Source >>
────────

Israël et Riyadh main dans la main ?

La déclaration du prince héritier saoudien, Mohammed ben Salmane, sur le « droit » d’Israël à son « Etat-nation » ne constitue pas une surprise. Elle entre de plain-pied avec la politique inaugurée par le roi Salmane Al Saoud depuis son avènement à la tête du Royaume wahhabite.

Les bruits circulant ces derniers mois sur le rapprochement entre Riyadh et Tel-Aviv semblent ainsi avoir un début de confirmation. De fait, le prince héritier saoudien reprend à son compte et dans les mêmes termes l’antienne occidentale du « droit » d’Israël à son « Etat-nation ». Or, a contrario, la question de l’existence d’Israël ne se pose pas de cette manière, mais bien par rapport au droit de la Palestine à son Etat-nation. Le contentieux est à ce niveau, pas plus, pas moins. Ce ne sont pas les Palestiniens – plus généralement les Arabes – qui s’opposent à l’existence d’Israël, mais ce dernier qui ne veut vivre en paix avec les Palestiniens et s’oppose à l’existence à ses côtés de leur Etat indépendant. C’est cela le nœud gordien du problème.

Mohammed ben Salmane le « moderniste » (selon les médias occidentaux) ne fait que caresser dans le sens du poil l’Occident et dire ce qu’il veut entendre. Le prince héritier aurait eu beaucoup à gagner en écoutant ou en réécoutant les propos d’un ministre israélien, Beny Elon, qui assurait il y a quelques années : « Notre job, c’est de nous assurer qu’un Etat palestinien, qui représente par de nombreux aspects un danger pour Israël, ne soit pas créé. » Netanyahou et les leaders actuels du pouvoir en Israël ne disent pas autre chose. Dans ce contexte, un « Etat-nation » est perçu par Israël comme un « Etat-juif », ce qui exclut les citoyens israéliens (arabes chrétiens et musulmans) qui ne seront dans un tel Etat que des personnes de seconde zone n’ayant pas les mêmes droits que les juifs. En fait, ceux qui appellent à un tel Etat ne font que cautionner l’apartheid qu’impose (déjà) Israël à ceux qui ne partagent pas sa religion.

────────

Objectifs >>
**1.** Veuillez restituer mot pour mot le passage de la source ci-dessus qui commence aux mots « Les bruits circulant » et se termine après « gordien du problème. ».
**2.** Répondez à ces questions d'après la source ci-dessus :
(a) Quel titre la source donne-t-elle à Mohammed ben Salmane ?
(b) Quel ministre israélien y est cité ?
(c) Quels citoyens israéliens seraient exclus d'un « Etat-juif », selon la source ?
**3.** D'après la source ci-dessus, pourquoi la déclaration du prince héritier sur le « droit » d'Israël à son « Etat-nation » n'est-elle pas une surprise ? Expliquez-le en une à trois phrases.

────────

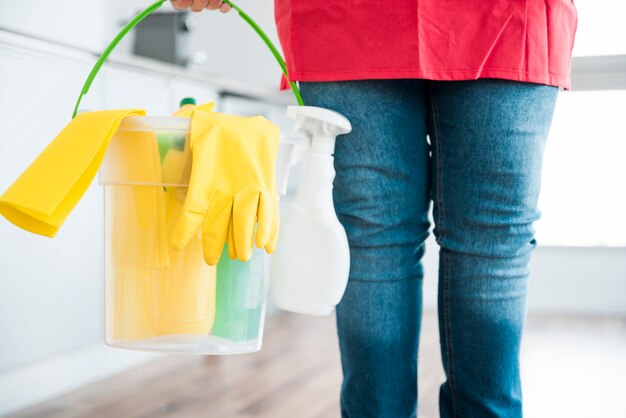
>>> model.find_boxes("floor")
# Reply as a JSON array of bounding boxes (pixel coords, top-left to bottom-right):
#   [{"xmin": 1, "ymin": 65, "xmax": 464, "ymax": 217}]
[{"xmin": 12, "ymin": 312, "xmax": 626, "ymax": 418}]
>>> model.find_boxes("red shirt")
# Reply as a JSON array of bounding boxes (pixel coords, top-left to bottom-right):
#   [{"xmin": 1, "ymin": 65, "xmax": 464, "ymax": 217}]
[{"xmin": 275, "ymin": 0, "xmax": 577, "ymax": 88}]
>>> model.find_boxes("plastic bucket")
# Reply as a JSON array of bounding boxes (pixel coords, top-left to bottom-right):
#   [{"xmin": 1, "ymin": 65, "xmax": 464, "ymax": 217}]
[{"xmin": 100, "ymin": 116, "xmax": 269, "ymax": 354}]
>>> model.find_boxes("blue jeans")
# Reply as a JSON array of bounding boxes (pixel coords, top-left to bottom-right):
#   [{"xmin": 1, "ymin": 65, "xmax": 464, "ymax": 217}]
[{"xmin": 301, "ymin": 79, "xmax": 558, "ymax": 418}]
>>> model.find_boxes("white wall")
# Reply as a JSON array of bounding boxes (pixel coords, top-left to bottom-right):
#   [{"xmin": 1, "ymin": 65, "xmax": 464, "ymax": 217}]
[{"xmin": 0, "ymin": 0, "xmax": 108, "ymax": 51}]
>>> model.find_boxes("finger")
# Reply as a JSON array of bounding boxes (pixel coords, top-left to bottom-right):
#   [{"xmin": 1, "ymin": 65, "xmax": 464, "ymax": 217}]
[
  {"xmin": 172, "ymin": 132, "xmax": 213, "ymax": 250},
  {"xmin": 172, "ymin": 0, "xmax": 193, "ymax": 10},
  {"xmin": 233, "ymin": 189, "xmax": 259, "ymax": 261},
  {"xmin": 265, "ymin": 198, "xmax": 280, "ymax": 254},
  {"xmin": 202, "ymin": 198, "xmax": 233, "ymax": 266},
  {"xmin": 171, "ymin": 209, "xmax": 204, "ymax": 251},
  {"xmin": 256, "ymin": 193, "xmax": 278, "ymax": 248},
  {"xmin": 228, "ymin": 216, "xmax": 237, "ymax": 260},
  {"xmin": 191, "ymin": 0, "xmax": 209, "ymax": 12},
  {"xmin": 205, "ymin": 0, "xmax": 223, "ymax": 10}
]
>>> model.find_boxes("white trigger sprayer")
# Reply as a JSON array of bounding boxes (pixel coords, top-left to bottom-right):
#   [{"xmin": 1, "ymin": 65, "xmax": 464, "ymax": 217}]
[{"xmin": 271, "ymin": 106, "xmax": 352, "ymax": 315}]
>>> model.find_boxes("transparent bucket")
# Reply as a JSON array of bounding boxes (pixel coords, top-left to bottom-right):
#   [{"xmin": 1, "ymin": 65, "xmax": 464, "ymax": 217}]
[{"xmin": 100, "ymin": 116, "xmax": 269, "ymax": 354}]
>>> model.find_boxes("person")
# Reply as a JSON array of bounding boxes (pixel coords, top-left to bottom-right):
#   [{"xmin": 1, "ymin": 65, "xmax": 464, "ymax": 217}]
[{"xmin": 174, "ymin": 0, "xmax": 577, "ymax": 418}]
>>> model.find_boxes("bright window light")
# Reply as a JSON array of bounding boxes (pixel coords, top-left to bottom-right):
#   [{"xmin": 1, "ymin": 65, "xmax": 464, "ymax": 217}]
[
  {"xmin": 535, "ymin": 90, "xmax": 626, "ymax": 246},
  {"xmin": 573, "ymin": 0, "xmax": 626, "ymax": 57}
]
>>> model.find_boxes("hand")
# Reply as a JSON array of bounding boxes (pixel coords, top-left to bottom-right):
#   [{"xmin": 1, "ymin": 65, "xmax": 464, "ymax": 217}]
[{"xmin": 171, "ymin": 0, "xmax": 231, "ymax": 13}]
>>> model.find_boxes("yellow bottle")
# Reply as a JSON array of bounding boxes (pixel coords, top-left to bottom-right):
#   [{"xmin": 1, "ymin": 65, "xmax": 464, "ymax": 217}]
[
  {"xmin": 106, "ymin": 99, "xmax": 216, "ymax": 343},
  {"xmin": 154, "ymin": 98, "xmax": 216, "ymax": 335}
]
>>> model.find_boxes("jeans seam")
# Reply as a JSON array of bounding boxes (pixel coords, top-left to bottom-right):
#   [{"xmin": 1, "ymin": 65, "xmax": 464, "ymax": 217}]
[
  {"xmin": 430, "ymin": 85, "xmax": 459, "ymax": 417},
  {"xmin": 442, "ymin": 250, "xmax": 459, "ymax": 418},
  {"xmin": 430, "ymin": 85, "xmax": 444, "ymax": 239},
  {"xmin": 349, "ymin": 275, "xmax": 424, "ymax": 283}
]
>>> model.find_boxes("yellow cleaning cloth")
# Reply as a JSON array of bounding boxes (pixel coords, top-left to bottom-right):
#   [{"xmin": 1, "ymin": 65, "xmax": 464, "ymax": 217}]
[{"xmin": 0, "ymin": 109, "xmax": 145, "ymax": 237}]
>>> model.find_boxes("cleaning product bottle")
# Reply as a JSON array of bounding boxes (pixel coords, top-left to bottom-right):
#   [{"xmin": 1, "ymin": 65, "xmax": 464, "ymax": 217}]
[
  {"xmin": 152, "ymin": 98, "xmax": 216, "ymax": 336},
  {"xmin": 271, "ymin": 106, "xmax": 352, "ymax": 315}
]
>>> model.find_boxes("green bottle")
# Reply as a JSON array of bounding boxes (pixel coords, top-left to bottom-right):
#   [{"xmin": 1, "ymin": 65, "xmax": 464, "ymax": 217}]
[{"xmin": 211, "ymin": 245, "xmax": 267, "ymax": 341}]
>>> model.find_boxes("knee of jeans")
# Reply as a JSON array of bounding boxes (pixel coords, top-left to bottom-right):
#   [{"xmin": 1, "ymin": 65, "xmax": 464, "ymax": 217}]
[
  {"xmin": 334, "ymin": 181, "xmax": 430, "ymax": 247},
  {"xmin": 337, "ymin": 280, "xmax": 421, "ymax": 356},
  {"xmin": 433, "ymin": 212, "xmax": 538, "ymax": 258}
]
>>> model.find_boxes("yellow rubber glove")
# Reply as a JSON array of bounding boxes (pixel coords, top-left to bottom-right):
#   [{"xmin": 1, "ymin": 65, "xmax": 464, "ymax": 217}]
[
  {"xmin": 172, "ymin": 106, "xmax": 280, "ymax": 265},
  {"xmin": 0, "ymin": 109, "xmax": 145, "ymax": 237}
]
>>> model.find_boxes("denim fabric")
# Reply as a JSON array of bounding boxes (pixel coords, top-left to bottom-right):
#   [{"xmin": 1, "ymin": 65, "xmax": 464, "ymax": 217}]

────────

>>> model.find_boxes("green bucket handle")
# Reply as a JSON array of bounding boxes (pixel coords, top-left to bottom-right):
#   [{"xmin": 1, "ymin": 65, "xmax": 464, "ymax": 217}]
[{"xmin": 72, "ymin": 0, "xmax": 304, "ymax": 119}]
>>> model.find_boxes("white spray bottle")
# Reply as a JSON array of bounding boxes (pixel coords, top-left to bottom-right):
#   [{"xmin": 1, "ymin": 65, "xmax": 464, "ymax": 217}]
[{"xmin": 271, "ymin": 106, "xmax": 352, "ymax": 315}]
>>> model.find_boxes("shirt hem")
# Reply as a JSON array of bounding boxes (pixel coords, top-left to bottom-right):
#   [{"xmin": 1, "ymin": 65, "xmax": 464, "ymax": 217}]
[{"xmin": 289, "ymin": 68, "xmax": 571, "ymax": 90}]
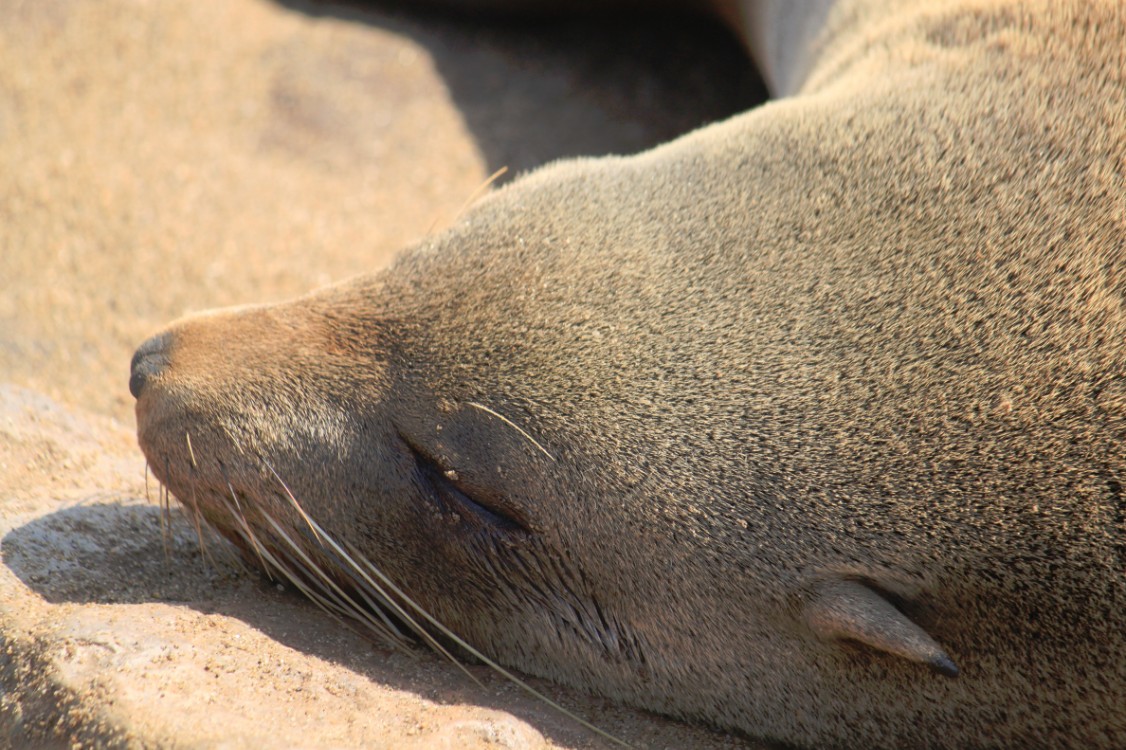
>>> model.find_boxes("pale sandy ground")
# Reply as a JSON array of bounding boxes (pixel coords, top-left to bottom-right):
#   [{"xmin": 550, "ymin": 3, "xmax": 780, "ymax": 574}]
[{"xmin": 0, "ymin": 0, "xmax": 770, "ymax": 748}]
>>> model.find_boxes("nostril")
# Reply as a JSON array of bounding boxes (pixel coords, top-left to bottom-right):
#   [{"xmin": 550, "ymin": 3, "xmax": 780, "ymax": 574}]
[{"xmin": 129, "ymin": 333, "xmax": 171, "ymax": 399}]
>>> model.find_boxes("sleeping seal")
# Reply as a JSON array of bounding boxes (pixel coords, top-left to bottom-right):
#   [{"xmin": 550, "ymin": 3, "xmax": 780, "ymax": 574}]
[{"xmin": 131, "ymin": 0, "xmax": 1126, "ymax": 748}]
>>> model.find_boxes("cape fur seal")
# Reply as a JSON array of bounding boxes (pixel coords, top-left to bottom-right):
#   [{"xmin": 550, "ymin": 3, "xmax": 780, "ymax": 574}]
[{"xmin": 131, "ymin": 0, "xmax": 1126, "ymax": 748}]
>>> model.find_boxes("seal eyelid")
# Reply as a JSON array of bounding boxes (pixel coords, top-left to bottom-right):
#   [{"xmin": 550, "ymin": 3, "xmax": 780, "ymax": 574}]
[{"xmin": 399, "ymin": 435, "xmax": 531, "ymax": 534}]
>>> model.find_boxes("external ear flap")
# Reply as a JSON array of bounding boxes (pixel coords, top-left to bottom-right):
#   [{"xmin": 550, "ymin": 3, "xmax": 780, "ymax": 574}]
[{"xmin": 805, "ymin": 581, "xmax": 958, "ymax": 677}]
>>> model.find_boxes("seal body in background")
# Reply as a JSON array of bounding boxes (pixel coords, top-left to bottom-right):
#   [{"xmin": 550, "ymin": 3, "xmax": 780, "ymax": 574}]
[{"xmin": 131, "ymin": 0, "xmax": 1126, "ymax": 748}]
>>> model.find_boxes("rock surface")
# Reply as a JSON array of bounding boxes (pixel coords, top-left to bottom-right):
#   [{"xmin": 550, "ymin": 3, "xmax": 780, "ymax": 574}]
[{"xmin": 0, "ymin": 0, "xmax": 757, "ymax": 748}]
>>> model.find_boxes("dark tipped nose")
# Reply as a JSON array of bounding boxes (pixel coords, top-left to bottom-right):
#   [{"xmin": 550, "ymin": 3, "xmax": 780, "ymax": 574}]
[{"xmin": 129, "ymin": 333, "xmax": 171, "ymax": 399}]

────────

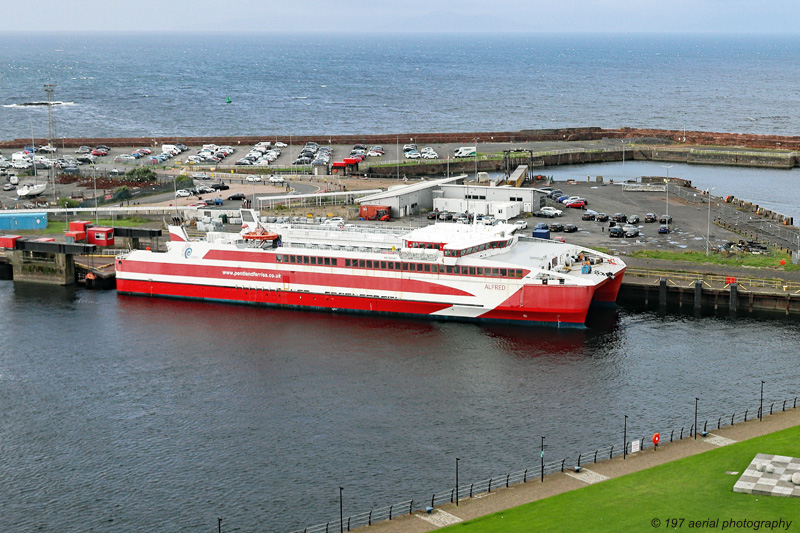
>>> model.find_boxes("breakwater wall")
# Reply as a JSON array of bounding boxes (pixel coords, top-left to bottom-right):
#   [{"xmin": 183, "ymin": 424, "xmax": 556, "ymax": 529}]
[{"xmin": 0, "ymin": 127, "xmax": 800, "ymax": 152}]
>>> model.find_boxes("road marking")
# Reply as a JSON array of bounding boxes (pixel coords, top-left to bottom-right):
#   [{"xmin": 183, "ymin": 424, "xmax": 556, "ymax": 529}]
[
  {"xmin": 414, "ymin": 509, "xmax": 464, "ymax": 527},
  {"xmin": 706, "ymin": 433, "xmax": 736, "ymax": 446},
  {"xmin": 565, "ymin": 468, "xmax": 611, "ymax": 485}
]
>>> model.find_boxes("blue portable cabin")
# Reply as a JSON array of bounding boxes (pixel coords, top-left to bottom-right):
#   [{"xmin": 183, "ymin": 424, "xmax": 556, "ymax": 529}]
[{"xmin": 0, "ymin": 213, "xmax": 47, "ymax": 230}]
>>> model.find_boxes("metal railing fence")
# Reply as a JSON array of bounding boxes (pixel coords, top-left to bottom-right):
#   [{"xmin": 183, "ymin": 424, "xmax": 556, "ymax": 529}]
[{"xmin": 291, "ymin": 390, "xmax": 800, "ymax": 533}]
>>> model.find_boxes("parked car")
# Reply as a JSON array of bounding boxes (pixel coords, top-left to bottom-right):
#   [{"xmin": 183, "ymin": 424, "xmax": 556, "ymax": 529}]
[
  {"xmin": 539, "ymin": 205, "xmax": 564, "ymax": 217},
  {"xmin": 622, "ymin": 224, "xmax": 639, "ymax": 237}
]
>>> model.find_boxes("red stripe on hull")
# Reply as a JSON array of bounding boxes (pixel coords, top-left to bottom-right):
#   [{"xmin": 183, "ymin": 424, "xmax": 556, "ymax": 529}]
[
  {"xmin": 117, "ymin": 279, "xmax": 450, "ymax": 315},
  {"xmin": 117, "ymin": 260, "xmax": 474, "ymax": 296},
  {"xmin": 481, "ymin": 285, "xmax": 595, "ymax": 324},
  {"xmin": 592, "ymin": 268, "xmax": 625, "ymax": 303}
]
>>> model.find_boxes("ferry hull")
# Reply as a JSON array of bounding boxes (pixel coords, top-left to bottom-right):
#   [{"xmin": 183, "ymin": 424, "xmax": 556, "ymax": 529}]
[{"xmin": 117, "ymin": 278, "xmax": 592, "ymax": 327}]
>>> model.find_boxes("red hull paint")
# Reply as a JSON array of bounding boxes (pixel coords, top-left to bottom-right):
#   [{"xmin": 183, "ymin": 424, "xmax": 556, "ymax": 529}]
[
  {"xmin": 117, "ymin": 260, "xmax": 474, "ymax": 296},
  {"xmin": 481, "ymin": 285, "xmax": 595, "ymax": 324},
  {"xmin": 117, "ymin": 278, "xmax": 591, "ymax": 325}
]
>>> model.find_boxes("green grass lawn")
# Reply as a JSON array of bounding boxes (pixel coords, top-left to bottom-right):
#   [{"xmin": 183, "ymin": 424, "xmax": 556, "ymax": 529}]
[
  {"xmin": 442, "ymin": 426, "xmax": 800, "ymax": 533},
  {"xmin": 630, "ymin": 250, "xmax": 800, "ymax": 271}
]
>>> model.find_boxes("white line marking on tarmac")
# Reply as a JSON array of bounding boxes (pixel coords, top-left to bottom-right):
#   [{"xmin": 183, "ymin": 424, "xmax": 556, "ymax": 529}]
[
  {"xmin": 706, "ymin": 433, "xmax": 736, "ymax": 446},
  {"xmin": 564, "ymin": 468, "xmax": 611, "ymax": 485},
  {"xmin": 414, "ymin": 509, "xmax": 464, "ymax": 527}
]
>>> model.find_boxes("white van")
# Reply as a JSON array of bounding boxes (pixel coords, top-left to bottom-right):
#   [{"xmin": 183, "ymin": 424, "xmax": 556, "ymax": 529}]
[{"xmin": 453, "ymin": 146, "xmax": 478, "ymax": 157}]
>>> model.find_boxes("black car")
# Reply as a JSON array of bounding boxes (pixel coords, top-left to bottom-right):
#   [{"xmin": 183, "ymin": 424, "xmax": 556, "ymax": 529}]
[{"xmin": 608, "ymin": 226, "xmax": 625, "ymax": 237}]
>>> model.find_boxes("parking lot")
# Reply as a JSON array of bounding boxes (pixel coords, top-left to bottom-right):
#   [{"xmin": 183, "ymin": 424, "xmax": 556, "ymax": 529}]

────────

Réponses >>
**1.**
Les bruits circulant ces derniers mois sur le rapprochement entre Riyadh et Tel-Aviv semblent ainsi avoir un début de confirmation. De fait, le prince héritier saoudien reprend à son compte et dans les mêmes termes l’antienne occidentale du « droit » d’Israël à son « Etat-nation ». Or, a contrario, la question de l’existence d’Israël ne se pose pas de cette manière, mais bien par rapport au droit de la Palestine à son Etat-nation. Le contentieux est à ce niveau, pas plus, pas moins. Ce ne sont pas les Palestiniens – plus généralement les Arabes – qui s’opposent à l’existence d’Israël, mais ce dernier qui ne veut vivre en paix avec les Palestiniens et s’oppose à l’existence à ses côtés de leur Etat indépendant. C’est cela le nœud gordien du problème.

**2.**
(a) Prince héritier saoudien.
(b) Beny Elon.
(c) Les citoyens arabes chrétiens et musulmans.

**3.** Elle n'est pas une surprise parce qu'elle s'inscrit pleinement dans la politique inaugurée par le roi Salmane Al Saoud depuis son avènement à la tête du royaume wahhabite.